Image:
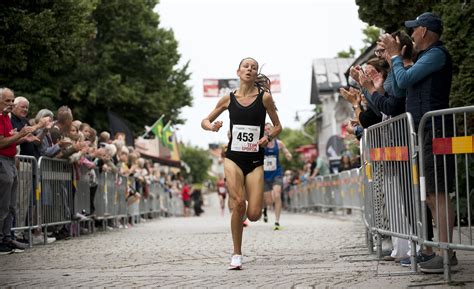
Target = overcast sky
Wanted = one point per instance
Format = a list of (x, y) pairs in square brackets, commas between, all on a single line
[(283, 35)]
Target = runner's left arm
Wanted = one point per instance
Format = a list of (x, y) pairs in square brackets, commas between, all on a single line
[(271, 111), (286, 152)]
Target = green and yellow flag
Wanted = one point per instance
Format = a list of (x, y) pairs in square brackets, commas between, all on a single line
[(157, 128), (167, 135)]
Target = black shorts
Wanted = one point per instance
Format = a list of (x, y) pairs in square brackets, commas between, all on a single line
[(246, 164), (187, 203), (268, 184)]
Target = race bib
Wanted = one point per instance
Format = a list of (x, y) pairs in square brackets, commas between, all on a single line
[(269, 163), (245, 138)]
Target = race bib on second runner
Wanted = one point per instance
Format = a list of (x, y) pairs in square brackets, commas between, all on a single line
[(245, 138), (269, 163)]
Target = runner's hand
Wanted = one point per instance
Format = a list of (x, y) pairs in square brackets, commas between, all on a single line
[(215, 126), (263, 141)]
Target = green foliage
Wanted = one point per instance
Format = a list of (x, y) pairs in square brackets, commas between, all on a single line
[(39, 44), (458, 37), (93, 56), (198, 160), (346, 54)]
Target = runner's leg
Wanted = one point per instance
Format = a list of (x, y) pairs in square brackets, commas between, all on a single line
[(254, 188), (235, 185)]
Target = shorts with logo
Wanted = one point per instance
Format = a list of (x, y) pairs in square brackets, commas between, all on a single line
[(268, 184)]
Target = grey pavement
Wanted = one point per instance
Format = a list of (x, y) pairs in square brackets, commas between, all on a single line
[(312, 251)]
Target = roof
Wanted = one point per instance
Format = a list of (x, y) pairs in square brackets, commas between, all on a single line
[(328, 76)]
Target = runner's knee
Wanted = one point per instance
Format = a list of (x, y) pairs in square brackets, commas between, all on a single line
[(254, 215)]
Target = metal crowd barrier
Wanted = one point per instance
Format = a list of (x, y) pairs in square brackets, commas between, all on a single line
[(394, 192), (57, 199), (337, 191), (446, 140), (27, 212), (51, 192)]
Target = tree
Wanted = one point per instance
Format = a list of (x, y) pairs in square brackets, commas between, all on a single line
[(40, 43), (458, 30), (346, 54), (198, 161), (94, 56), (129, 68)]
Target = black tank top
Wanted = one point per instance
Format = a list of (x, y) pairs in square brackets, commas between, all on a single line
[(244, 123)]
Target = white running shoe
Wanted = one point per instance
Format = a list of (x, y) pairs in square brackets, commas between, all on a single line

→ TASK
List the lines of the records where "green" occurs.

→ SOLUTION TO THE EXERCISE
Target = green and yellow flag
Target = green foliage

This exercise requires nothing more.